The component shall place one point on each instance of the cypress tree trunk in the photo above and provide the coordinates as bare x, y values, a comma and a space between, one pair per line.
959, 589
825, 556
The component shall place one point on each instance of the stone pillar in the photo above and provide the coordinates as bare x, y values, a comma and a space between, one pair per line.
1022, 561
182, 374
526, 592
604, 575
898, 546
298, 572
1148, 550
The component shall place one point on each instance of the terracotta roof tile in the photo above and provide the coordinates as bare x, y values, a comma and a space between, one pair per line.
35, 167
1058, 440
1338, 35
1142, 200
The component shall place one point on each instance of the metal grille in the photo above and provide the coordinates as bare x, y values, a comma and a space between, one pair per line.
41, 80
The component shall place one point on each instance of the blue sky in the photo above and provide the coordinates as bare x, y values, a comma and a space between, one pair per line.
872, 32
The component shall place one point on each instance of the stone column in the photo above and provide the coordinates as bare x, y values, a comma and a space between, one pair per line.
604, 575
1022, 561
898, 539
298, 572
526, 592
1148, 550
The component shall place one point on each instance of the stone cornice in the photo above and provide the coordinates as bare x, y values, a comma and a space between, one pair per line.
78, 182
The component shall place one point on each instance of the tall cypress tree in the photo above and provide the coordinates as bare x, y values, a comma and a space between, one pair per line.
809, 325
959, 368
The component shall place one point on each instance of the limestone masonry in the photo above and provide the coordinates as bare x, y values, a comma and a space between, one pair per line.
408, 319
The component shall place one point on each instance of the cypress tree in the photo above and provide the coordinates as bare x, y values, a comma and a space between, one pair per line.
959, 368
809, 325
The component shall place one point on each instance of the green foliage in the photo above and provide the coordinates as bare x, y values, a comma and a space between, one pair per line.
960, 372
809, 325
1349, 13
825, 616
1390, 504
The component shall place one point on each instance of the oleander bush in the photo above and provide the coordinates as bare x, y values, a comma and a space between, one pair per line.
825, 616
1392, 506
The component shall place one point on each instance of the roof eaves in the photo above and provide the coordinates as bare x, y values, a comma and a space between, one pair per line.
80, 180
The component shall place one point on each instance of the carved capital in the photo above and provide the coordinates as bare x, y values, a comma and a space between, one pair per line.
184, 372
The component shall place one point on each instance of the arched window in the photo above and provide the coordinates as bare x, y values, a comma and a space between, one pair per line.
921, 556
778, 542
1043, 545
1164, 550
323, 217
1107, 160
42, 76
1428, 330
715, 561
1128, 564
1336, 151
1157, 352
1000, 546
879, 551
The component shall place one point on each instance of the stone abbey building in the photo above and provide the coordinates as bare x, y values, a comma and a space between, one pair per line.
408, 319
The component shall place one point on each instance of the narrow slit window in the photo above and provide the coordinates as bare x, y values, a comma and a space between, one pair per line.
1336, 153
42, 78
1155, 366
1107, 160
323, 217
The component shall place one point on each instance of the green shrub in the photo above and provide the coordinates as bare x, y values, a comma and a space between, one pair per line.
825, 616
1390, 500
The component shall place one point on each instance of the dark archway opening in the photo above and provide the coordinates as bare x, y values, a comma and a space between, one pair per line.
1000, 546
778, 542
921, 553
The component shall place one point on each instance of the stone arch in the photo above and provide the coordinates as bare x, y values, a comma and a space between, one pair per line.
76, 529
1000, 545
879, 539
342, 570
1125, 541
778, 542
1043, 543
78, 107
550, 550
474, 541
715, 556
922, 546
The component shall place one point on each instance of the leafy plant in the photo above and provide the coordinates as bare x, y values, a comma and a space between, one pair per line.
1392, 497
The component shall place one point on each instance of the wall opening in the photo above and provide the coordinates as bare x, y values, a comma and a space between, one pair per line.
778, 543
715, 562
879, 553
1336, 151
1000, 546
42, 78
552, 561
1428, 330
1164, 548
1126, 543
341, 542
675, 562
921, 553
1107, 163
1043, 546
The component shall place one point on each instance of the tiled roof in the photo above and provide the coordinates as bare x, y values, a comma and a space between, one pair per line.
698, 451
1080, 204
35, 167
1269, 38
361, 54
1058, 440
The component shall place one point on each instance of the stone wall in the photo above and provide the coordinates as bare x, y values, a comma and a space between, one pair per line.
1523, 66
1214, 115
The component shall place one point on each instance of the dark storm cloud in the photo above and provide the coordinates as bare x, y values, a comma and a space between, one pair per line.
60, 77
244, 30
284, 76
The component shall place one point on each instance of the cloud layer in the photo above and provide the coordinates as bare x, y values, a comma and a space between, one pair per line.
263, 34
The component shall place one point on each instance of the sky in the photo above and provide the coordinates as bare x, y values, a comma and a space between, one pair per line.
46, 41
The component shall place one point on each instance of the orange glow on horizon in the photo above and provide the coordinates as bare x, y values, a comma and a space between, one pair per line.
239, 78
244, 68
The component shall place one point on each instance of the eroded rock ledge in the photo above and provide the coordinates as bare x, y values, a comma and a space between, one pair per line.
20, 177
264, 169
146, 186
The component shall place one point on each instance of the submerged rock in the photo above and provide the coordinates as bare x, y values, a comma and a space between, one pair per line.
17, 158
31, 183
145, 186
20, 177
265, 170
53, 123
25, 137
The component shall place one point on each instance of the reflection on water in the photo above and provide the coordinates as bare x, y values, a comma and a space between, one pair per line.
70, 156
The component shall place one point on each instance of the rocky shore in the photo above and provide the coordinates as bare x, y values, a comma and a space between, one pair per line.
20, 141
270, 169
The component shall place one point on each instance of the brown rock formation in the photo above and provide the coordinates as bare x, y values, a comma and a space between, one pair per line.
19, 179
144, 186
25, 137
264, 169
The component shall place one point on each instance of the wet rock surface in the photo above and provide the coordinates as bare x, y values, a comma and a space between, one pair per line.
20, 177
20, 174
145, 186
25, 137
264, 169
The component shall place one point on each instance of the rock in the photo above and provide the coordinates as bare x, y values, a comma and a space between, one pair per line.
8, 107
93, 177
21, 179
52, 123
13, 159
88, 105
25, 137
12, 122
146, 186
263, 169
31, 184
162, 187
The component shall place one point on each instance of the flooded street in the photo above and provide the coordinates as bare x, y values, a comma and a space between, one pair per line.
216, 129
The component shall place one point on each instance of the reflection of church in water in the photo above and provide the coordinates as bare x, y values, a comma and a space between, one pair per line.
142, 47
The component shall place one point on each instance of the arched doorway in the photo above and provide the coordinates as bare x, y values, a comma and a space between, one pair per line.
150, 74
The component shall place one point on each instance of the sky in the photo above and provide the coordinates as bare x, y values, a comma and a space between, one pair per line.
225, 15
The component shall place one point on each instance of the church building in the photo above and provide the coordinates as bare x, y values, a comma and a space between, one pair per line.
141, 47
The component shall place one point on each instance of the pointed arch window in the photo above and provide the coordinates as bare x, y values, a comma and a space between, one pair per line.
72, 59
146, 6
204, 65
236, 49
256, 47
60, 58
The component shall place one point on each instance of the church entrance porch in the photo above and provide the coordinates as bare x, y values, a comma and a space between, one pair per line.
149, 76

* **Task directions**
Exactly as written, transcribe each line of the data.

* **Result for this exercise**
The component shall place one point on each instance of the cypress tree trunk in the photo above and provide the coordinates as bare x, y values, a comma and a space between, one pair per line.
959, 589
825, 556
The component shall place one point on each instance of the stone pillar in the photo above and provide the coordinates as bare x, y values, a comma and a space between, one pair per line.
1022, 561
182, 374
526, 592
604, 575
898, 546
298, 572
1148, 550
The component shall place one point on each instance of the terracotta roof tile in the photo above and provide the coordinates as bare x, y values, a comma and a space between, one pair per line.
35, 167
1058, 440
1338, 35
1142, 200
The component shall place one point on each instance of the metal grille in the photo above and provide the coordinates as bare x, y values, a comma and a space between, one pair per line.
41, 80
The component shall place one point on each instance of the blue sky in the photo above and provide the coordinates as bare x, y values, a comma and a space between, one pair per line.
872, 32
The component shall place one point on each instance of the stone column in the photo above and provide the coordinates as bare x, y values, a comma and a space between, one pair per line.
604, 575
1022, 561
898, 539
298, 572
526, 592
1148, 550
The component shall place one point on each instance of the stone cornice in the photo above and provide the coordinates as bare x, y values, a comma and a space between, one pair per line.
78, 182
The component shall place one point on each instance of the tall cypress tree in the photo above and provide the coordinates as bare x, y values, a comma and a space between, one pair per line.
809, 325
959, 368
The component shall place one point on each instance of the limestone masonry in the photo above and provide the coordinates as bare x, y values, a comma and a space between, one pair per line.
408, 319
The component shall place one point on each instance of the cypress tree in the photo above and provide the coordinates as bare x, y values, a comma and a space between, one pair per line.
959, 368
809, 325
The component shall place one point on each instance of the green foliage in the photo above and provide the coordinates as bare x, y values, a comma and a space between, one pair per line.
960, 372
809, 325
1349, 13
825, 616
1390, 504
The component shall place one point on each instance of the oleander bush in the photo above and provide the coordinates as bare x, y values, a comma and a space between, one pair per line.
825, 616
1392, 506
The component shall place one point on each instance of the roof eaves in the photo above and provide the coordinates as bare x, y values, a comma and a space between, one pair per line.
80, 180
The component shall place one point on each instance of the carved capital in the photo above and provide the coordinates as bare x, y values, a comma and a space between, one pair per line.
184, 372
The component shall place one point on each instance of the arched window in the photo above and provide the coordinates as bare x, y values, a comma and a space between, one pair per line.
921, 556
778, 542
1043, 545
1164, 550
323, 217
1107, 160
42, 76
1428, 330
715, 561
1128, 564
1336, 151
1157, 352
1000, 546
879, 551
The component shall place one point on each instance of the stone abbey building in the photo above and provide the coordinates as bare x, y values, a comma and a space between, one pair per line.
408, 319
The component shall place one point on each instance of the narrow slit window in the photo above and provide the coordinates as bare x, y values, a comma and a space between, one pair per line.
1336, 153
42, 78
1155, 366
1107, 160
323, 217
The component shall place one point on each instance of the green shrub in the photo above and provide the coordinates as bare x, y values, a comma and a space between, one pair per line.
825, 616
1390, 500
The component shall place one point on each instance of the dark archway opening in the photo above and provide the coordinates as bare x, y values, a comma and a space between, one pair per line.
1000, 546
778, 542
921, 553
The component shall place one point on each instance of the stone arch in the photo above and provide the coordinates as bare x, y values, a comma and a space between, one pair per line.
76, 529
1000, 545
879, 539
342, 570
1125, 541
778, 542
1043, 543
78, 107
550, 550
474, 541
715, 556
922, 546
The component shall place one point on each instance of the leafy plant in the photo above and provide the coordinates as bare x, y values, a comma and a space between, one pair per line.
1392, 497
The component shall place one point on each instance of the wall opening in the photo above and provide the coordinates as bare x, y values, a comma and a space between, one pair per line.
778, 543
715, 562
879, 553
1336, 151
1000, 546
42, 78
552, 561
1428, 330
1164, 548
1126, 543
341, 542
675, 562
921, 553
1107, 163
1043, 546
The component shall place one point on each instance of the tiled roof in the photo above and provide the coordinates as bare x, y values, a comma and a space between, one pair per line.
698, 451
1080, 204
35, 167
1269, 38
361, 54
1058, 440
The component shall place one point on each instance of the stone wall in the photo above and provide the coordinates as bare x, y values, a comma and a space between, one pair per line.
1523, 66
1214, 115
The component shall place one point on each instance of the dark storm cloud in the photo above and provide the coordinates as bare x, y values, a comma and a space between, one pair per line.
60, 77
244, 30
284, 76
The component shall place one point on each instance of the cloud layer in the photo above and provide the coordinates as bare x, y values, a comma and a space between, one pair per line.
263, 34
The component shall place one point on each instance of the sky in the photo above and provide the coordinates as bare x, y values, a comma and a space between, one pair per line.
46, 41
The component shall place one point on each instance of the orange glow on horizon in the photo above and provide the coordinates as bare x, y values, a comma and a space between, one pair per line.
239, 78
244, 68
The component shall place one point on each instance of the eroded rock ledge in the photo above and provide the coordinates as bare x, y values, a comma and a space between, one pair per line.
20, 177
264, 169
146, 186
The component shall place one point on each instance of the submerged rock in the photo above and provide the coordinates as bare x, y values, a comma and a space between, one pair per line.
17, 158
31, 183
145, 186
20, 177
265, 170
53, 123
25, 137
The component shall place one point on each instance of the reflection on water in the photo above and provide the coordinates as bare x, y values, a comma and a space between, one pair per line.
70, 156
The component shall place one point on each instance of the rocky shore in the photo above and provide the coordinates as bare x, y values, a comma and a space between, one pair per line.
20, 141
270, 169
The component shall place one point on each instance of the brown rock formation in the photo above and provide the coordinates as bare x, y values, a comma and a space between, one pair per line.
19, 179
144, 186
25, 137
264, 169
The component shall place one point on each instance of the wet rock surface in the photo above and provide the coordinates as bare x, y values, a comma and a space between, one pair per line.
20, 177
20, 174
145, 186
25, 137
264, 169
The component shall place one point on each instance of the rock in the photo above and provide the coordinates as bare x, y values, a comma and a space between, one pair per line.
8, 107
93, 177
21, 179
52, 123
13, 159
88, 105
25, 137
12, 122
146, 186
263, 169
31, 184
162, 187
The component shall place one point on each instance of the flooded street in the photo above and provide the coordinates as bare x, y values, a comma and a space between, one pair per line.
216, 129
The component shall place one point on each instance of the reflection of church in water in the photo above and provide the coordinates as bare x, y values, a comma and a space between, one pair per line.
142, 47
The component shall place one point on each instance of the arched doorway in the photo above and provide the coordinates as bare x, y values, a comma and a space between, one pair per line.
150, 74
The component shall place one point on each instance of the sky in the photo above and provide the coordinates as bare x, y values, a comma and a space between, one pair per line.
225, 15
The component shall place one point on each instance of the church building in the photo above and provide the coordinates as bare x, y values, a comma and a space between, one pair per line.
141, 47
The component shall place one point on each instance of the pointed arch window in the photo above and provide the coordinates as bare x, y values, a comma and a space between, one pair per line.
72, 59
146, 6
204, 65
236, 49
256, 47
60, 58
The component shall place one point on each instance of the church entrance porch in the photo above and provide the coordinates as bare x, y values, a comma and a space between, one pair per line.
149, 76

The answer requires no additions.